Collected data:

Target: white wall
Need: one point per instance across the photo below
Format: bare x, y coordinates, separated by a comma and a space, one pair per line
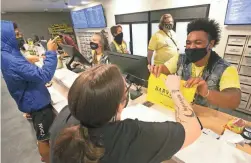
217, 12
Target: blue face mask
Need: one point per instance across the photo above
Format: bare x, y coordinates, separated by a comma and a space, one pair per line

...

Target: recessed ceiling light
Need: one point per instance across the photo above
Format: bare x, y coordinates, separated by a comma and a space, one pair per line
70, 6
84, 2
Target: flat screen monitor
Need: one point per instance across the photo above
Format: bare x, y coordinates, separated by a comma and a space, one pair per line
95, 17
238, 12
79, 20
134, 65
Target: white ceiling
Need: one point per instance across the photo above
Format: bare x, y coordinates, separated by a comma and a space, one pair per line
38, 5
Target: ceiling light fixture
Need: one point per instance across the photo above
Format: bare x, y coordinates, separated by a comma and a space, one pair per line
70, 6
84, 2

**Work instructions**
Among the lines above, return those that hold the word "ceiling".

**Answer to this task**
Target: recessed ceiling light
Target: white ceiling
Target: ceiling light fixture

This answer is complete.